Trecho fornecido:
--------------------

Mas, apesar de saber que todos um dia, irão morrer. E, que morrer talvez seja a única certeza razoável que temos em nossa parca existência perante o universo… Temos que temer a chamada necropolítica que é aquela que escolhe deliberadamente quem vai morrer e quem vai viver. Quem terá êxito que sobreviver à pandemia e quem não passará de mero número na estatística.

Aliás, o retrocitado filósofo camaronês afirmou que a pandemia democratizou o poder de matar. E, a comprovação real de que existe a necropolítica é o fato que nos EUA que hoje lidera no ranking de mortos e afetados pela virose fatal, atinge em sua maioria os negros e pobres.

O que fez o digníssimo presidente da Nação foi em sua conduta (idas à padaria, à farmácia e até manifestações) foi contradizer a recomendação do Ministério da Saúde entrando em confronto direto com Mandetta. Que como pessoa decente não cedeu aos ímpetos narcísicos do Chefe.

--------------------

Dados fornecidos:
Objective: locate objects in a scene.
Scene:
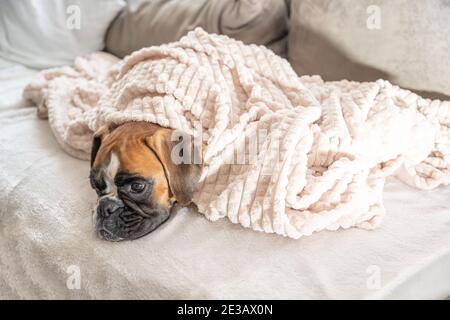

--------------------

Instruções das tarefas:
1. Por favor, transcreva do trecho sobre necropolítica a passagem que vai de "Aliás, o retrocitado" até "negros e pobres.".
2. No trecho sobre necropolítica, o que o filósofo camaronês afirmou sobre a pandemia?
3. Prossiga com o trecho sobre necropolítica a partir da última frase apresentada.
A listagem não tem nenhuma relação com o trecho sobre necropolítica.

Lista de respostas:
1.
Aliás, o retrocitado filósofo camaronês afirmou que a pandemia democratizou o poder de matar. E, a comprovação real de que existe a necropolítica é o fato que nos EUA que hoje lidera no ranking de mortos e afetados pela virose fatal, atinge em sua maioria os negros e pobres.

2. Que a pandemia democratizou o poder de matar.

3.
Aliás, é preciso lembrar que o sistema capitalista é mesmo baseado na distribuição desigual da oportunidade de viver e morre. E, nessa lógica, o sacrifício sempre coroou o neoliberalismo que doravante pode até se alcunhar de necroliberalismo.

Ademais, o isolamento social, nesse momento, que não se pretende que seja eterno e nem habitual, nos fornece relativo poder em contenção da disseminação virótica.

O presidente da Câmara de Deputados, Rodrigo Maia afirmou que Mandetta deixa um legado, registrando setenta e seis porcento de aprovação popular, e apesar das divergências explícitas com o comandante, não se acovardou. Na saída, Mandetta teve a decência de agradecer a toda sua equipe, principalmente os contumazes servidores do referido Ministério, e, ainda adotou tom conciliatório, para o que seria considerado um divórcio amistoso.

Para o Presidente, a crise do coronavírus parece que começa a ir embora. Porém, Mandetta como era defensor do isolamento social, desancou a orientação presidencial e, ainda, elogiou outros Executivos da federação, tais como prefeitos e governadores que adoram medidas severas para o combate do Covid-19.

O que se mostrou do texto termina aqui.